A project like IMEC goes at the heart of Saudi ambitions. While after the COVID-19 pandemic and the Russian invasion of Ukraine, the US and Europe started to see the risks and vulnerabilities linked to dependencies, Saudi Arabia sees its geopolitical centrality as depending on the ability to be a hub for energy and economic connectivity, capitalising fully on its assets and location between Asia, Africa and Europe. With projects like the India-Middle East-Europe economic corridor and the Belt and Road Initiative, Riyadh intends to further enhance connectivity – technological, infrastructural, commercial and financial.

#### [The problem]
According to the passage on Saudi Arabia and IMEC, between which three regions does Saudi Arabia's location lie?

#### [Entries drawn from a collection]
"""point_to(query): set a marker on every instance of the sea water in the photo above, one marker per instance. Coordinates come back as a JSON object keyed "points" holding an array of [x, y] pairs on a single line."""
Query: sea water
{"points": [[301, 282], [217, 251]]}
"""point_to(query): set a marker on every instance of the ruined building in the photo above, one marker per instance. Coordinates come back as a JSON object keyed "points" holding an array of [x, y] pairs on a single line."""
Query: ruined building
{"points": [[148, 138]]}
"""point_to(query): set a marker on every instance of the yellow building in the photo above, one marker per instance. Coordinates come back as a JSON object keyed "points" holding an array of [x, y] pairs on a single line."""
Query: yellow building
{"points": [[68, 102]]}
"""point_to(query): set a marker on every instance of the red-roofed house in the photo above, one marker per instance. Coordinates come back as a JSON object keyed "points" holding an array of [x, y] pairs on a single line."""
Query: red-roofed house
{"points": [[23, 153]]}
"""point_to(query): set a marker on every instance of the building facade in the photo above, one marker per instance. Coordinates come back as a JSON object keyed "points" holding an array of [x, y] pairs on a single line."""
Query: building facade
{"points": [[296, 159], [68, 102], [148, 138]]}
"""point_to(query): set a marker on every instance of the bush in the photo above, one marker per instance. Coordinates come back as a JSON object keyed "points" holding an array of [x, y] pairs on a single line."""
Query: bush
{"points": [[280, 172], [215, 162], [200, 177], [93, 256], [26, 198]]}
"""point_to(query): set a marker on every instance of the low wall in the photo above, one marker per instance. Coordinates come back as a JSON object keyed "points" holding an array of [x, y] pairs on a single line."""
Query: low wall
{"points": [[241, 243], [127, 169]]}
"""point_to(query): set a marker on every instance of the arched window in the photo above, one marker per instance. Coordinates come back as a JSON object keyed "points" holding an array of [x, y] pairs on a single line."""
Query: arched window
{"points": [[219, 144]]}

#### [Your response]
Asia, Africa and Europe.